▶ [Aim] Pick out and copy each line of the listing below that contains the string "tail", treating uppercase and lowercase as distinct.

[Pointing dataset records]
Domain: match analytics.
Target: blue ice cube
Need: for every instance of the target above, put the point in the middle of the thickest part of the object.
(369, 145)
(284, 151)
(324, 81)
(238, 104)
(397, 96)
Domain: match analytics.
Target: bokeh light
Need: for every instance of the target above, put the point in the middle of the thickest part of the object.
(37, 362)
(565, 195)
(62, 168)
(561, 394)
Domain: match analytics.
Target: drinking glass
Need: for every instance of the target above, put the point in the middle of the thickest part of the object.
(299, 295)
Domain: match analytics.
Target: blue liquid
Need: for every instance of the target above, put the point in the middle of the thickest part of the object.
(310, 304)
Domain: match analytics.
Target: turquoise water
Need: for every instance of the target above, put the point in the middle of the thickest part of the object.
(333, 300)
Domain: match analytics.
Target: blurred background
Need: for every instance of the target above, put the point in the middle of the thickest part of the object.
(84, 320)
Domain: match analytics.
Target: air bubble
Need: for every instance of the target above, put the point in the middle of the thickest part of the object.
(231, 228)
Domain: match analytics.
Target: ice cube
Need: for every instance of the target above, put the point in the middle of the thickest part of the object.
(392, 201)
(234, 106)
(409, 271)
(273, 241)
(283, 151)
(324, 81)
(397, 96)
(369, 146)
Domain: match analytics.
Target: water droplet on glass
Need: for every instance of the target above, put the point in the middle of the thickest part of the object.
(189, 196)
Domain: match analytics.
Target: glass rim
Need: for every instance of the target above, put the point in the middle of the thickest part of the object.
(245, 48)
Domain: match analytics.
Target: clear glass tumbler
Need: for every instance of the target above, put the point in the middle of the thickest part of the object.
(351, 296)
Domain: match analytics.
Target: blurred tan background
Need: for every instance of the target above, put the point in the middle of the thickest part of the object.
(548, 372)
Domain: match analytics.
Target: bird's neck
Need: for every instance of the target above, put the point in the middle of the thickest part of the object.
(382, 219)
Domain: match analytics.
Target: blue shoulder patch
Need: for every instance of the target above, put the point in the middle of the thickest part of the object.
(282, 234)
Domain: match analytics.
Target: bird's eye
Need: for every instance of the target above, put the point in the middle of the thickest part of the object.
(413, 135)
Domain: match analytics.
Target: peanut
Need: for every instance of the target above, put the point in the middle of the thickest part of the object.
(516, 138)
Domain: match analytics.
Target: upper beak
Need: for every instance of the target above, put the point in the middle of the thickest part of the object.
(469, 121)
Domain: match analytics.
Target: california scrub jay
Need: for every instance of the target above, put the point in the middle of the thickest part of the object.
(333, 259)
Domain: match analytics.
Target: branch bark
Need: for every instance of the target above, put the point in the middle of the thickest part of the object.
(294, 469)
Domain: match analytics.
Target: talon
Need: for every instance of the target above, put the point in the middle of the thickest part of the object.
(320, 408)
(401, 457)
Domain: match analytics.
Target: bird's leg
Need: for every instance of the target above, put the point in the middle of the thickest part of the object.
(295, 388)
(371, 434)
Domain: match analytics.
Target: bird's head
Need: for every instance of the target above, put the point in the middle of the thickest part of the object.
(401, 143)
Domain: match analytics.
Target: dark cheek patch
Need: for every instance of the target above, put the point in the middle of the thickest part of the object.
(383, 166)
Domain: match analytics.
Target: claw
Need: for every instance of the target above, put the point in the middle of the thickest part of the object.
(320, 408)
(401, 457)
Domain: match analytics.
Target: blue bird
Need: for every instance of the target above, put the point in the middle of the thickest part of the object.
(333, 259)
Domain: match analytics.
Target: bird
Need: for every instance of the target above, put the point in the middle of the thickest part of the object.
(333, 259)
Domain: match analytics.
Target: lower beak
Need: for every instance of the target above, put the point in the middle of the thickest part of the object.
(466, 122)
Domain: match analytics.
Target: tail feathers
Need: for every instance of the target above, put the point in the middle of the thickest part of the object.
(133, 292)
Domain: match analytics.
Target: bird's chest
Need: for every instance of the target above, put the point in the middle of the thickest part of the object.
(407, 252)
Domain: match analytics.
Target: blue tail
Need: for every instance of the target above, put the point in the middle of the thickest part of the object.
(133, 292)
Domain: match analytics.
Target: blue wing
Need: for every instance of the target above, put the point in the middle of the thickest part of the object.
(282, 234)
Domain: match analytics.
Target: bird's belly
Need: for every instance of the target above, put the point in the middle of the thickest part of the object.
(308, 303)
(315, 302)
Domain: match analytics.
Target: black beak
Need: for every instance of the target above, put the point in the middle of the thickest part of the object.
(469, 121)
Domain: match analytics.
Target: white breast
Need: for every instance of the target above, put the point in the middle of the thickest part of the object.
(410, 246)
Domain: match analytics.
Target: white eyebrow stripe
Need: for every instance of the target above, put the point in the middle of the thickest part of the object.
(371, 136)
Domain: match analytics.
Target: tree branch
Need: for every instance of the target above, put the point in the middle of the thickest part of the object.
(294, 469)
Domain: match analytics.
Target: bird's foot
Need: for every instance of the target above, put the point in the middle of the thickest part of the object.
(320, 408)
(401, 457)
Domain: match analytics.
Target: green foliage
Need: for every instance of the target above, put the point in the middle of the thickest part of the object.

...

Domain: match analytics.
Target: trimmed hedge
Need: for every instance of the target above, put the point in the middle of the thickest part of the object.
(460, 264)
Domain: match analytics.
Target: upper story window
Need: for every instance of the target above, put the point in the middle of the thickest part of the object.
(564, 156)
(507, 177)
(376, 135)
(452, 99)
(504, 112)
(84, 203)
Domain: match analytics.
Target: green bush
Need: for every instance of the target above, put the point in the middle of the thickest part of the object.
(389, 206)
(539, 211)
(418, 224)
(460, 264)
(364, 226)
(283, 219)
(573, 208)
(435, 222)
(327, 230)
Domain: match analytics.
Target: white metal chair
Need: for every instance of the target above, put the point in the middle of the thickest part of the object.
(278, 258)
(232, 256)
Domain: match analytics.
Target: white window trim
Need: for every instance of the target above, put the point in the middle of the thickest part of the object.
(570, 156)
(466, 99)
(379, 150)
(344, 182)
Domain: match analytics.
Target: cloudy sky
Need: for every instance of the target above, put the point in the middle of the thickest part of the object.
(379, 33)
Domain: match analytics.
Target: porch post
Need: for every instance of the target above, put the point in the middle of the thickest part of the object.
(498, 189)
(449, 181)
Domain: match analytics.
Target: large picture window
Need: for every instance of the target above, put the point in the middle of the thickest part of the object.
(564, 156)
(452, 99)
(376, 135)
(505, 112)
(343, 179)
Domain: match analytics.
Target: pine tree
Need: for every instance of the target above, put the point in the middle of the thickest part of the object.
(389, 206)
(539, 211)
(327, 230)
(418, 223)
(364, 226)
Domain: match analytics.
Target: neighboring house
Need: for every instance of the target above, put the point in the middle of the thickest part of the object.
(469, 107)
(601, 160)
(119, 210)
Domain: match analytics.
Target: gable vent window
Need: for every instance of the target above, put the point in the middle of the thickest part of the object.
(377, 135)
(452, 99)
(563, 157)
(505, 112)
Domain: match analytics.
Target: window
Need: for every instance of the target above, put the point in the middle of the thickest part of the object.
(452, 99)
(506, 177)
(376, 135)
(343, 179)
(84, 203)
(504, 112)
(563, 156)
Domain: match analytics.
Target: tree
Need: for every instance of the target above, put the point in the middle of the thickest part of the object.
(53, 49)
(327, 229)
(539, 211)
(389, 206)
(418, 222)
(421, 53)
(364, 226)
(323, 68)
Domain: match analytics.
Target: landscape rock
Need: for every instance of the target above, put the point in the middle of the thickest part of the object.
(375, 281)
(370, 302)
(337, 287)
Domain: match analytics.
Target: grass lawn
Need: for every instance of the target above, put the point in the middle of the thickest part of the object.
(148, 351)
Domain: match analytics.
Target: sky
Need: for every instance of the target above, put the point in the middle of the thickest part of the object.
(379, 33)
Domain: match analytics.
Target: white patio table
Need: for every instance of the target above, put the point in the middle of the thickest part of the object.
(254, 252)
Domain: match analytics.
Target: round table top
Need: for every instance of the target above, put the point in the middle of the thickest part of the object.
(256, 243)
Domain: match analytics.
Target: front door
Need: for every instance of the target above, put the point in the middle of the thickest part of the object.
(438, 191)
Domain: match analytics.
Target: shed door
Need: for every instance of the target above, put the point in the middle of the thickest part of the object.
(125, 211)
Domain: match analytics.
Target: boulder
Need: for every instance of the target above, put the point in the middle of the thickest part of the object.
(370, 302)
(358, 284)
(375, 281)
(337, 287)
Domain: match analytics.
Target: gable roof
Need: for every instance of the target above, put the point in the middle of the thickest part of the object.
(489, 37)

▶ [Response to the task]
Target: tail feathers
Target: blue tail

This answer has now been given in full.